Work task
Within the records below, reproduce without change the lines from the line that has "positive clicks: (282, 454) (127, 357)" through the line that has "negative clicks: (305, 433) (268, 339)", and only those.

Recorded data
+===+

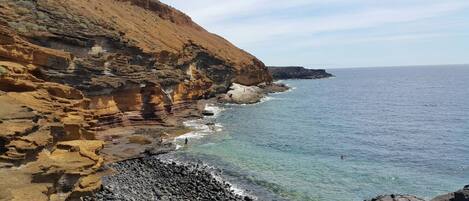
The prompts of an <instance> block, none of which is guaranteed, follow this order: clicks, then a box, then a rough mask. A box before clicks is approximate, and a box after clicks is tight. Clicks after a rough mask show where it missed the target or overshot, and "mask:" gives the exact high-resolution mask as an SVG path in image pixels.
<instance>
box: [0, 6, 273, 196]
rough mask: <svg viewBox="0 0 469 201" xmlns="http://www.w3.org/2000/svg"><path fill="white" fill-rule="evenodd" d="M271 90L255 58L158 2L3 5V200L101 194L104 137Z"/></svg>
mask: <svg viewBox="0 0 469 201" xmlns="http://www.w3.org/2000/svg"><path fill="white" fill-rule="evenodd" d="M271 80H272V78H271V76H270V75H269V73H268V71H267V69H266V67H265V66H264V64H263V63H262V62H260V61H259V60H257V59H256V58H255V57H253V56H252V55H250V54H248V53H246V52H244V51H242V50H240V49H238V48H236V47H234V46H233V45H232V44H230V43H229V42H228V41H226V40H224V39H223V38H221V37H219V36H216V35H214V34H211V33H208V32H207V31H206V30H204V29H203V28H201V27H200V26H198V25H197V24H195V23H194V22H192V20H191V19H190V18H189V17H188V16H186V15H184V14H183V13H181V12H179V11H177V10H175V9H173V8H171V7H169V6H167V5H164V4H162V3H160V2H159V1H153V0H100V1H93V0H20V1H18V0H0V180H2V181H4V182H1V183H0V200H48V199H49V200H65V199H72V198H77V197H80V196H81V195H83V194H86V193H89V192H92V191H94V190H96V189H98V188H99V186H100V180H99V173H98V169H99V168H100V167H101V165H102V163H103V158H102V157H101V156H99V150H100V149H101V148H102V147H103V142H102V141H99V140H95V139H96V131H99V130H103V129H107V128H111V127H117V126H129V125H148V124H160V125H165V126H171V125H174V119H177V118H181V117H184V116H187V115H191V114H187V113H185V112H184V111H187V110H188V109H191V108H195V107H196V103H197V100H200V99H203V98H208V97H212V96H215V95H216V94H219V93H224V92H226V91H227V90H228V88H229V86H231V84H232V83H240V84H243V85H256V84H259V83H264V82H266V83H269V82H271ZM13 183H14V184H15V185H10V184H13Z"/></svg>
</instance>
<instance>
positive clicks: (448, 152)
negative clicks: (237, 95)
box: [177, 66, 469, 201]
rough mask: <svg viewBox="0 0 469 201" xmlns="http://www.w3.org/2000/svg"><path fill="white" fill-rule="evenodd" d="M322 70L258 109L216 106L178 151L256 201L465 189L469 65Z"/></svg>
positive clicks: (388, 193) (182, 155)
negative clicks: (219, 174)
mask: <svg viewBox="0 0 469 201" xmlns="http://www.w3.org/2000/svg"><path fill="white" fill-rule="evenodd" d="M328 71H329V72H331V73H332V74H334V75H335V76H336V77H335V78H331V79H322V80H288V81H282V82H284V83H286V84H288V85H289V86H291V87H292V88H293V89H292V90H291V91H289V92H285V93H279V94H272V95H270V97H269V98H267V100H266V101H264V102H262V103H259V104H255V105H223V106H219V107H221V109H223V111H222V112H221V113H219V114H218V115H217V116H216V117H215V118H213V119H208V120H207V119H206V120H205V121H213V122H216V123H217V126H216V128H215V129H213V128H212V130H217V131H214V132H207V130H205V131H204V128H203V126H202V127H201V128H200V129H201V130H200V133H193V134H195V135H198V134H201V135H205V136H203V137H200V136H201V135H200V136H199V137H197V138H193V139H191V140H190V143H189V146H187V147H184V148H182V149H180V151H179V152H178V153H177V154H178V155H179V156H181V157H187V158H192V159H197V160H199V159H200V160H203V161H205V162H207V163H208V164H210V165H213V166H216V167H218V168H220V169H221V170H223V174H224V175H225V176H226V177H228V178H229V180H231V181H233V183H235V184H236V185H237V186H238V187H239V188H251V189H254V192H251V193H254V194H256V193H257V194H259V195H261V197H259V199H260V200H264V199H266V200H268V199H272V200H274V199H281V198H283V199H286V200H317V201H348V200H351V201H362V200H364V199H367V198H371V197H374V196H376V195H378V194H389V193H404V194H413V195H417V196H420V197H422V198H427V199H428V198H432V197H434V196H436V195H439V194H442V193H446V192H450V191H455V190H458V189H460V188H462V187H463V186H464V185H467V184H469V66H458V67H454V66H453V67H451V66H446V67H441V66H440V67H395V68H394V67H390V68H355V69H337V70H328ZM192 123H194V124H195V123H196V122H192ZM204 132H205V133H204ZM341 156H344V158H343V159H341ZM253 186H256V187H255V188H253ZM247 193H249V192H247ZM269 193H271V194H272V195H273V196H269V195H267V194H269ZM263 196H264V197H263Z"/></svg>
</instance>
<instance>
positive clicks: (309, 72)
mask: <svg viewBox="0 0 469 201" xmlns="http://www.w3.org/2000/svg"><path fill="white" fill-rule="evenodd" d="M268 69H269V72H270V73H271V74H272V77H273V78H274V79H275V80H286V79H322V78H328V77H333V76H334V75H332V74H330V73H328V72H326V70H324V69H307V68H305V67H302V66H284V67H283V66H282V67H280V66H269V67H268Z"/></svg>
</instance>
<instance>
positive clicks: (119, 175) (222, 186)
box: [85, 156, 253, 201]
mask: <svg viewBox="0 0 469 201" xmlns="http://www.w3.org/2000/svg"><path fill="white" fill-rule="evenodd" d="M110 167H111V168H112V169H113V170H114V171H115V174H112V175H110V176H105V177H104V178H103V189H102V190H101V191H99V192H98V193H96V195H95V196H94V197H87V198H86V199H85V200H90V201H91V200H103V201H106V200H129V201H130V200H233V201H235V200H236V201H241V200H244V201H248V200H253V198H251V197H248V196H242V195H237V194H235V193H234V191H233V190H232V189H231V186H230V184H228V183H226V182H224V181H221V180H219V179H217V178H216V177H215V175H214V174H215V173H213V172H211V170H210V168H209V167H207V166H204V165H201V164H183V163H176V162H174V161H164V160H162V159H159V158H158V157H157V156H146V157H141V158H136V159H130V160H125V161H121V162H117V163H114V164H111V165H110Z"/></svg>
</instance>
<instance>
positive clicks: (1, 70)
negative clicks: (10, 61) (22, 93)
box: [0, 66, 8, 77]
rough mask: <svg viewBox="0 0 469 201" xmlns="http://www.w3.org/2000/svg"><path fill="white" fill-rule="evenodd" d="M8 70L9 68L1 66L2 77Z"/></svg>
mask: <svg viewBox="0 0 469 201" xmlns="http://www.w3.org/2000/svg"><path fill="white" fill-rule="evenodd" d="M7 72H8V70H7V69H6V68H5V67H3V66H0V77H3V76H4V75H6V74H7Z"/></svg>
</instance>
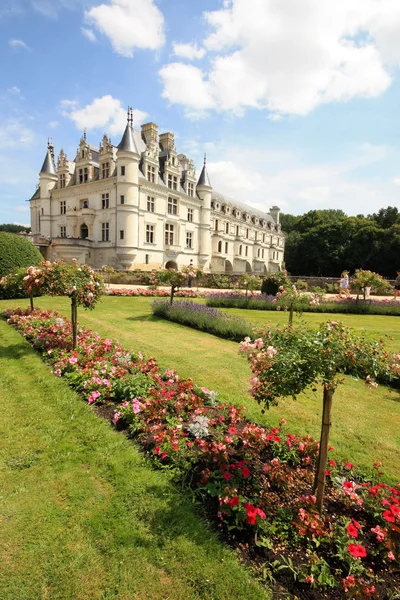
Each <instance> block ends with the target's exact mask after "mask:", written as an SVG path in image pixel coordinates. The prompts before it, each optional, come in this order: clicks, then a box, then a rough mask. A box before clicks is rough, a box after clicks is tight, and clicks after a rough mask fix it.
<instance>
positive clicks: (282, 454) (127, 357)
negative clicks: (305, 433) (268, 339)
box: [7, 311, 400, 600]
mask: <svg viewBox="0 0 400 600" xmlns="http://www.w3.org/2000/svg"><path fill="white" fill-rule="evenodd" d="M7 316H8V318H9V323H10V324H12V325H13V326H14V327H16V328H17V329H18V330H19V331H20V332H21V333H22V334H23V335H24V336H25V337H26V339H28V340H29V341H31V342H34V343H35V347H36V348H37V349H38V350H39V351H41V352H42V353H43V357H44V358H45V360H47V361H48V362H49V363H50V364H51V365H52V368H53V371H54V372H55V373H56V374H57V375H60V376H62V375H67V376H68V377H69V379H68V381H69V382H70V384H71V385H73V386H74V381H78V382H79V386H80V387H79V390H78V391H80V393H81V394H82V397H83V398H84V399H86V400H87V401H88V402H90V403H91V402H92V401H93V392H92V391H90V394H89V392H88V389H87V388H88V386H89V383H90V386H91V385H92V384H93V385H97V391H98V396H97V397H98V398H101V399H102V401H104V398H107V401H108V402H110V401H112V400H113V396H112V389H113V381H114V380H116V379H124V378H126V377H128V378H129V377H131V376H132V375H134V374H135V373H137V372H140V373H144V374H147V376H148V377H149V379H150V380H151V383H152V386H151V387H150V388H149V389H148V390H147V392H146V394H144V395H143V396H141V397H135V398H131V397H126V398H125V399H124V400H123V402H122V403H120V404H118V405H117V406H116V409H115V414H114V418H113V421H114V422H115V423H117V424H118V425H119V424H120V423H121V421H123V420H126V423H127V424H129V426H130V431H131V433H132V435H134V436H135V438H136V439H137V441H138V442H139V443H140V444H141V446H142V448H143V449H144V450H145V451H146V452H147V453H148V456H149V457H151V458H152V459H153V461H154V464H155V465H156V466H157V467H159V468H161V469H165V470H167V471H168V472H169V473H170V476H171V477H172V478H173V479H174V480H175V481H176V482H179V483H180V484H181V485H185V486H189V485H190V486H191V487H192V489H193V493H194V495H195V497H196V498H197V499H198V500H204V501H205V502H206V506H208V510H209V513H210V516H211V517H212V518H213V519H214V520H215V521H216V523H217V524H218V527H219V528H220V529H221V530H222V531H223V532H224V533H225V535H226V537H227V538H228V539H229V538H230V539H232V541H233V542H234V544H235V546H236V547H240V548H242V550H243V549H246V548H249V540H252V544H251V552H257V549H260V553H263V549H264V548H266V549H268V548H273V549H278V548H279V551H278V552H279V553H275V554H274V559H275V562H274V564H273V565H272V568H273V575H274V577H276V578H277V579H279V578H280V574H282V573H284V577H283V581H285V579H286V581H287V576H288V575H289V577H290V578H291V583H290V587H291V590H292V591H293V592H294V593H295V594H296V595H299V592H300V590H301V594H302V595H304V593H305V590H307V586H309V588H312V589H314V591H320V592H321V596H316V597H318V598H320V597H321V598H322V597H324V595H325V597H326V594H327V593H329V591H330V589H331V588H333V589H334V590H335V591H334V593H336V591H339V589H340V590H344V589H345V586H347V587H349V588H350V587H351V588H352V589H353V590H354V589H355V588H357V589H361V590H365V588H366V587H368V589H369V590H371V589H372V587H374V588H375V596H374V597H376V598H379V599H382V600H383V599H384V598H387V597H390V596H388V593H392V594H393V597H395V596H394V594H396V593H399V589H398V582H397V577H396V576H395V573H396V569H397V566H398V561H399V558H400V548H399V536H398V529H399V526H400V492H399V490H398V489H396V488H394V487H389V486H387V485H384V484H382V483H380V480H379V465H378V464H377V468H376V472H375V475H374V477H373V478H371V479H370V480H365V479H363V477H362V475H361V474H360V473H359V472H358V470H357V468H356V467H355V466H354V464H352V463H350V462H346V463H344V464H340V463H338V462H337V461H335V460H333V459H330V461H329V469H328V471H329V474H328V475H327V477H328V482H327V488H328V494H329V503H328V505H329V506H330V507H334V510H332V512H329V513H328V514H327V515H326V516H319V515H318V513H317V512H316V510H315V507H316V504H315V502H316V499H315V497H314V496H313V495H312V494H310V493H308V491H307V490H308V489H309V487H310V485H311V483H312V473H313V469H314V467H315V464H316V459H317V453H318V444H317V442H316V441H315V440H313V439H312V438H311V437H310V436H303V437H301V436H298V435H295V434H292V433H289V432H287V431H286V430H285V429H284V428H283V427H276V428H272V429H271V428H268V429H266V428H263V427H259V426H257V425H255V424H253V423H249V422H248V421H246V420H245V418H244V415H243V412H242V411H241V410H240V409H237V408H235V407H233V406H228V405H226V404H219V405H217V406H215V405H214V406H213V405H211V404H210V403H209V402H208V401H207V396H208V395H210V392H209V391H208V390H204V391H203V392H202V394H201V395H200V394H198V393H197V388H196V387H195V386H194V384H193V381H192V380H191V379H186V380H185V379H181V378H180V377H179V376H178V375H177V374H176V373H175V372H174V371H172V370H169V369H167V370H166V371H165V372H163V371H160V369H159V367H158V365H157V363H156V361H155V360H154V359H149V360H146V359H145V358H144V357H143V356H141V355H140V353H134V352H132V351H130V352H129V353H127V351H126V350H124V349H123V348H121V347H120V346H119V345H118V344H116V343H113V342H112V340H105V339H101V338H99V336H97V335H96V334H94V333H93V332H90V331H87V330H84V329H82V331H81V332H80V339H79V345H78V350H76V351H73V352H71V347H67V348H66V347H65V346H62V345H60V343H59V340H60V335H59V325H58V324H57V318H58V319H59V318H60V317H59V316H57V315H56V314H54V313H51V312H50V311H46V312H44V313H38V312H34V313H32V314H31V315H27V314H26V313H24V312H22V311H21V312H19V311H15V312H14V314H11V312H8V315H7ZM65 325H66V324H64V327H65ZM67 327H68V325H67ZM339 329H340V328H339ZM330 331H331V330H328V332H327V334H328V335H331V333H330ZM292 332H293V330H292ZM332 336H333V338H335V339H336V337H340V336H337V335H336V333H335V334H334V333H332ZM53 340H54V342H55V343H53ZM49 350H50V352H49ZM258 350H260V349H258ZM277 355H278V352H277V353H276V354H274V356H277ZM399 358H400V357H399ZM324 363H325V364H326V367H327V369H326V370H327V372H330V367H329V364H330V359H329V356H328V355H327V356H326V358H324ZM103 371H105V372H106V375H105V376H103V375H102V376H101V377H100V373H103ZM74 373H76V378H73V377H72V376H71V375H73V374H74ZM104 379H105V381H104ZM94 380H98V381H94ZM82 381H83V382H84V384H85V382H88V385H86V386H85V385H84V384H83V385H82ZM90 389H91V388H90ZM104 389H105V390H106V392H104V393H103V390H104ZM109 390H111V391H109ZM95 401H96V400H95ZM124 403H127V404H125V405H124V406H123V404H124ZM198 417H203V418H202V419H201V420H199V419H198ZM282 425H284V422H283V423H282ZM197 434H200V437H196V436H197ZM255 534H256V536H255ZM294 555H296V561H294V560H292V559H291V558H290V557H293V556H294ZM304 586H306V587H304ZM353 586H354V587H353ZM344 593H345V594H347V592H345V591H344ZM310 594H311V592H310ZM344 597H346V598H350V597H351V596H350V595H349V596H347V595H346V596H344Z"/></svg>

+===+

Answer box
positive clicks: (282, 454) (127, 357)
negative clicks: (305, 433) (268, 339)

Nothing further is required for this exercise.